Show every line of the material below that contains the string "positive", copying each line in full.

» INPUT DATA
☆ ☆ ☆

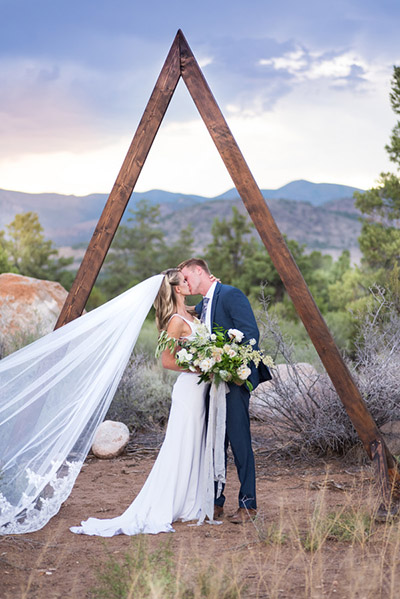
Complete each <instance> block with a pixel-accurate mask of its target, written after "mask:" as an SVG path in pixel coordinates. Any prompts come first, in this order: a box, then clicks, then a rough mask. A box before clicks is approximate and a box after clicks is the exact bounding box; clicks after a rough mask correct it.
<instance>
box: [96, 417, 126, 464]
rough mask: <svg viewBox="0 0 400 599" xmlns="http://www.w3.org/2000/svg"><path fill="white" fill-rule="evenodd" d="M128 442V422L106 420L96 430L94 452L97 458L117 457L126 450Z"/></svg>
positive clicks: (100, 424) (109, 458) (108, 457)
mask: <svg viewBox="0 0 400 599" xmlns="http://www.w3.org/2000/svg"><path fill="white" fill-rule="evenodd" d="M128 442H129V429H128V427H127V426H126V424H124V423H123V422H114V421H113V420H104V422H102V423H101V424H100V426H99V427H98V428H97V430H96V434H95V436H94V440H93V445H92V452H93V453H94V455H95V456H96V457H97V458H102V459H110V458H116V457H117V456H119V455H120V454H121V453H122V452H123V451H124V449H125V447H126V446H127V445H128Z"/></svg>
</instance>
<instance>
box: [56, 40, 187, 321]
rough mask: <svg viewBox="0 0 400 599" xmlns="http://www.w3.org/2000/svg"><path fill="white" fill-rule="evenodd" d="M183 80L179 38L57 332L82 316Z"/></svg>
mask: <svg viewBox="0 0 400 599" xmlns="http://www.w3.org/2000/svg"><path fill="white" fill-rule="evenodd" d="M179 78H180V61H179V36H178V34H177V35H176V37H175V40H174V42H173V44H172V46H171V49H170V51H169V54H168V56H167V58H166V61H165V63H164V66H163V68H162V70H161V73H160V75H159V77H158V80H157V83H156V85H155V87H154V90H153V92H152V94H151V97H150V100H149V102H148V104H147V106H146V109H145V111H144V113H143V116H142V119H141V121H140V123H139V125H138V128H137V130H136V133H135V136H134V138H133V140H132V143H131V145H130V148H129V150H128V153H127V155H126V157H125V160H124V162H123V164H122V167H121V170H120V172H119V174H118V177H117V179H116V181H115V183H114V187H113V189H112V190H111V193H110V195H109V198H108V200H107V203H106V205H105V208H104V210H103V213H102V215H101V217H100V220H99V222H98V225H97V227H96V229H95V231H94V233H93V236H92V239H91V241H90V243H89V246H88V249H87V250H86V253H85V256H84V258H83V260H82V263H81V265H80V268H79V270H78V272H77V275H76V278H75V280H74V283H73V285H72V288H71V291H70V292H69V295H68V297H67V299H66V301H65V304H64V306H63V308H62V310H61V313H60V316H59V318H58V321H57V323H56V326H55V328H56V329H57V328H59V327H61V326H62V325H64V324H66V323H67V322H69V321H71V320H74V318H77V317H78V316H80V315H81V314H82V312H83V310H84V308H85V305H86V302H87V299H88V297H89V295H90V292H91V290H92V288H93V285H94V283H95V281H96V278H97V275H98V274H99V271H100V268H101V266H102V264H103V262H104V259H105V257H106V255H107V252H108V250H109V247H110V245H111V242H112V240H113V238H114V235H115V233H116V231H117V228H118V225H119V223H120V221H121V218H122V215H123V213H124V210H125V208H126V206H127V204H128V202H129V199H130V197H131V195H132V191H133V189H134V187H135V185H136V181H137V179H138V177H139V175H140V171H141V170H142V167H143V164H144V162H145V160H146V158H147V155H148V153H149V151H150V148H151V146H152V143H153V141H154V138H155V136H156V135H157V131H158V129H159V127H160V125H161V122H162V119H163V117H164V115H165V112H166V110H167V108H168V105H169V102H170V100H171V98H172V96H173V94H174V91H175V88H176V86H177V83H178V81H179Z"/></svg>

☆ ☆ ☆

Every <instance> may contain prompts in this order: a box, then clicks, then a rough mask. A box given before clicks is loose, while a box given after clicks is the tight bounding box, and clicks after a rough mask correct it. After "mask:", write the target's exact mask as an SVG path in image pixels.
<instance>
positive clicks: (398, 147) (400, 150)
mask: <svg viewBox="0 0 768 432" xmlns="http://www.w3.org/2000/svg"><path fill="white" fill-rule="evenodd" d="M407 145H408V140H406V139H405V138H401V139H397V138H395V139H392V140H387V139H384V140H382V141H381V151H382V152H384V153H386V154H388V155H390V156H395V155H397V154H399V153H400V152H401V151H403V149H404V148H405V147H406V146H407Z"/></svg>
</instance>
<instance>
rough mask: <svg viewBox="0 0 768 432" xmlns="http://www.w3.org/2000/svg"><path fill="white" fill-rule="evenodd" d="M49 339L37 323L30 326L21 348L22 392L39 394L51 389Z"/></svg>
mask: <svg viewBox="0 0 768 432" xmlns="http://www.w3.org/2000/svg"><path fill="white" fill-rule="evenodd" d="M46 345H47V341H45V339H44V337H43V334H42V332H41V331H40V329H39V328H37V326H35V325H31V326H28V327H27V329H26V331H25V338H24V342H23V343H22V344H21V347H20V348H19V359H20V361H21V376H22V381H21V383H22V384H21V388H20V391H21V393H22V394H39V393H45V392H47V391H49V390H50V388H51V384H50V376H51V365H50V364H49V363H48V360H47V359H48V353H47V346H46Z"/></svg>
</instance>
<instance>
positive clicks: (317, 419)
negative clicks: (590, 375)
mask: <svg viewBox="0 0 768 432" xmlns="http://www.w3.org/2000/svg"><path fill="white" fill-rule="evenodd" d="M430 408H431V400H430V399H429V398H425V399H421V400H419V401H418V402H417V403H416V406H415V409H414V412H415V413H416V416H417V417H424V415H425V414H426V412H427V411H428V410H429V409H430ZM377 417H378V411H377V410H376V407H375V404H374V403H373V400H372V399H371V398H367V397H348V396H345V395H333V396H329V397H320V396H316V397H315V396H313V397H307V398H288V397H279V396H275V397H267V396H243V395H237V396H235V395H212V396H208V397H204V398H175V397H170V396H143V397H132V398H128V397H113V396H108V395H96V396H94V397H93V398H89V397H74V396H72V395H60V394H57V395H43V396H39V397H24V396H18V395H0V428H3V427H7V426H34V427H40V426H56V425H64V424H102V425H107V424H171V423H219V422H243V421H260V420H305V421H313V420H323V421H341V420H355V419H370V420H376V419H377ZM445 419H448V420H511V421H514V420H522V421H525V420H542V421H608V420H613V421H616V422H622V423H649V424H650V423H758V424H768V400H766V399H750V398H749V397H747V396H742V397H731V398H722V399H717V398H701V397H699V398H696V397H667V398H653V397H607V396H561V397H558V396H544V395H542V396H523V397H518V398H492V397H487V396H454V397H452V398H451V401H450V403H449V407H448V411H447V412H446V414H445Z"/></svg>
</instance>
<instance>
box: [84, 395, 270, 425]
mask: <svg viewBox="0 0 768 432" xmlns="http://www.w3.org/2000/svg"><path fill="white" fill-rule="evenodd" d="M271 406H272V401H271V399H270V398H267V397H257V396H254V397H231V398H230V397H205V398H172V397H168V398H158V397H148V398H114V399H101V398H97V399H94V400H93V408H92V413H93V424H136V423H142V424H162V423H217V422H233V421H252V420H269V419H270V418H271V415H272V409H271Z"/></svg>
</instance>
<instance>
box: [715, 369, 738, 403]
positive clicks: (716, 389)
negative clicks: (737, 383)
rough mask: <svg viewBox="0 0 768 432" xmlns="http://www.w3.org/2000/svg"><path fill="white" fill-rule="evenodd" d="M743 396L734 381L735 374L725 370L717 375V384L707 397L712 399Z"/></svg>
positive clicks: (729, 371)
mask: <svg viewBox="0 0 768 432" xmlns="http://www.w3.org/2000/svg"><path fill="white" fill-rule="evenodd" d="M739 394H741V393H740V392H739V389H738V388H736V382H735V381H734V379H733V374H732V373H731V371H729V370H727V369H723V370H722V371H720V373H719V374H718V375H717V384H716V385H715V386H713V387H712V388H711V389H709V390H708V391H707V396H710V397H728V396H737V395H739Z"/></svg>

☆ ☆ ☆

» COMPLETED TASK
positive clicks: (100, 424) (109, 458) (108, 457)
positive clicks: (398, 147) (400, 150)
positive clicks: (317, 419)
positive clicks: (716, 389)
positive clicks: (729, 371)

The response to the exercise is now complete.